Objective =>
Please rewrite the data below as a numbered list, running from the line with "# mark one dot per instance, written like column 5, row" to the line with "column 444, row 114", both included, and leave out any blank lines.

Data for the task =>
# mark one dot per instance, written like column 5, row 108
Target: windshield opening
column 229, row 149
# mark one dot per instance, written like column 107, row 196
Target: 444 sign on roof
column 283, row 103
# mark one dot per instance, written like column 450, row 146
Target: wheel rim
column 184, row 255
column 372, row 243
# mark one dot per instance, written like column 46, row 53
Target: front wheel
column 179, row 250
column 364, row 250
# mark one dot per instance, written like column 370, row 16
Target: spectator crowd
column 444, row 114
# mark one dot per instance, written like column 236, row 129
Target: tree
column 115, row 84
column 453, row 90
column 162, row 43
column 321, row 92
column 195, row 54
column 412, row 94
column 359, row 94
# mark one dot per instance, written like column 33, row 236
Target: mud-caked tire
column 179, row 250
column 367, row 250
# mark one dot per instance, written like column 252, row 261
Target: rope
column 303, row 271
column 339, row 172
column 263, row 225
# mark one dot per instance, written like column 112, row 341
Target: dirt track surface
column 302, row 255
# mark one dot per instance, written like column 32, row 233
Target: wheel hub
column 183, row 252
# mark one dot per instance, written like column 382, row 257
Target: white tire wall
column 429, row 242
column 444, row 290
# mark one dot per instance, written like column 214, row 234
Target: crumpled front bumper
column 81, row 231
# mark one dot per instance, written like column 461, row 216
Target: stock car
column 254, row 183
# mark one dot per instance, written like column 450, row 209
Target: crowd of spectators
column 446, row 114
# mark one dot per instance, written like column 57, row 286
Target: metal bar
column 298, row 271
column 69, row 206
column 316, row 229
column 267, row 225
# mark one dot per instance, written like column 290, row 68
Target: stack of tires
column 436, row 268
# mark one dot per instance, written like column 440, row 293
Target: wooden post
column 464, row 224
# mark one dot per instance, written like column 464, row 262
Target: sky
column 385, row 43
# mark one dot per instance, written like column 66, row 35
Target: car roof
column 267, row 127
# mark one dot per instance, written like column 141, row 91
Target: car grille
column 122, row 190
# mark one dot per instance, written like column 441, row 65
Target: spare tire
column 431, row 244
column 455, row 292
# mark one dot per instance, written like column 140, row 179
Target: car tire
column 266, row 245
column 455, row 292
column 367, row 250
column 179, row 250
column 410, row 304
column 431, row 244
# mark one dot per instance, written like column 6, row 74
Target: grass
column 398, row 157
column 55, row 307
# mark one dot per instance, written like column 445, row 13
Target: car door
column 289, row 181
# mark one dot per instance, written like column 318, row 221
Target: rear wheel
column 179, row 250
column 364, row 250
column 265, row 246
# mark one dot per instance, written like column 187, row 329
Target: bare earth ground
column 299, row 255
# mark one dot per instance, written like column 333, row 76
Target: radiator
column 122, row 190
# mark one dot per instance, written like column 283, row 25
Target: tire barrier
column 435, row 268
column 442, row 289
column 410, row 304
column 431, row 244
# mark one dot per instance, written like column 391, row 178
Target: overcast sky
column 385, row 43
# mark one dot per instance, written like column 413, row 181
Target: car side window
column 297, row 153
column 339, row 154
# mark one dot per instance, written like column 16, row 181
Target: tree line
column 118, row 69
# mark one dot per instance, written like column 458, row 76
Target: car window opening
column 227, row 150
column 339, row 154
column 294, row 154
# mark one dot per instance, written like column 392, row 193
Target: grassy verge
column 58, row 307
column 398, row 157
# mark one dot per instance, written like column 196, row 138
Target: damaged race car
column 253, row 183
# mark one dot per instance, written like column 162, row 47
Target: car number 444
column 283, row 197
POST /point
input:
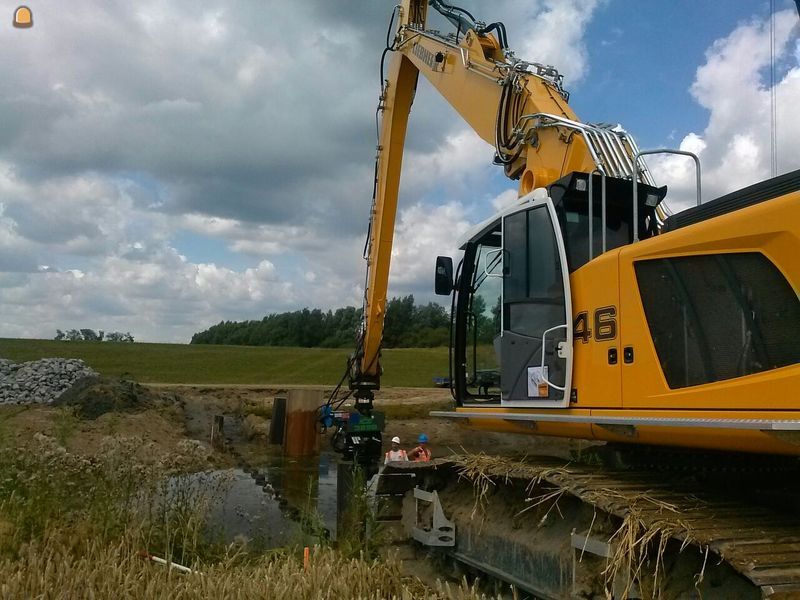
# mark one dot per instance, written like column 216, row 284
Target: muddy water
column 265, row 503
---
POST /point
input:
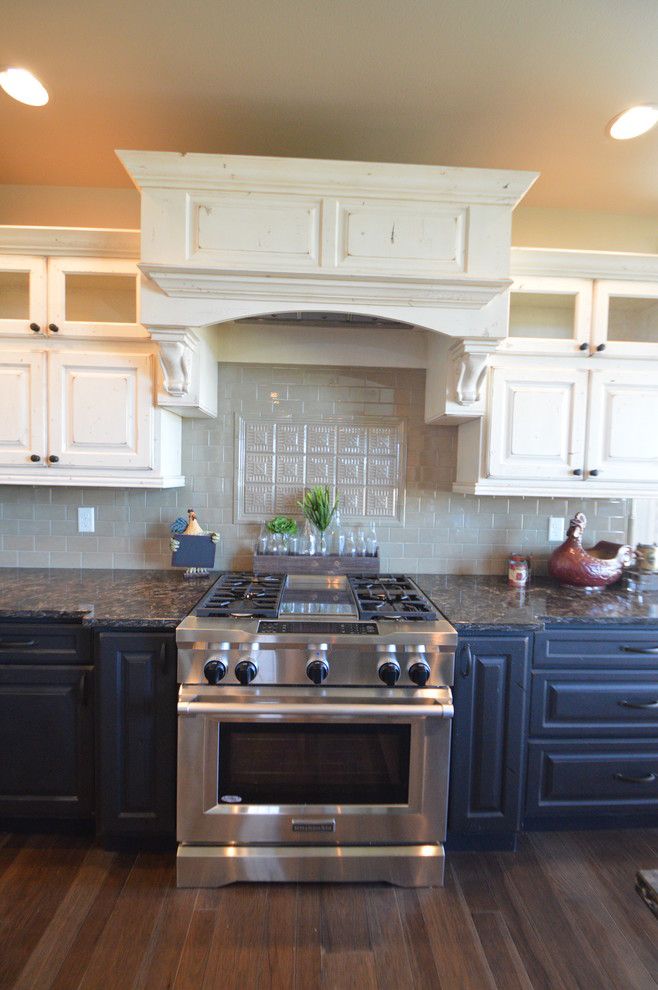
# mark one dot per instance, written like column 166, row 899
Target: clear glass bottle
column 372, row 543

Solution to this exercise =>
1. # mark one dot per instance, written like column 5, row 108
2. Target: windshield opening
3. column 229, row 149
4. # mark one dot per instance, written like column 107, row 196
5. Target: 444 sign on roof
6. column 283, row 103
7. # mark one dot per instance, written like column 450, row 146
8. Target: wheel rim
9. column 184, row 255
10. column 372, row 243
11. # mark one dot per instance, written like column 46, row 53
12. Target: front wheel
13. column 179, row 250
14. column 364, row 250
15. # mark one dot per instance, written like column 370, row 16
16. Target: spectator crowd
17. column 444, row 114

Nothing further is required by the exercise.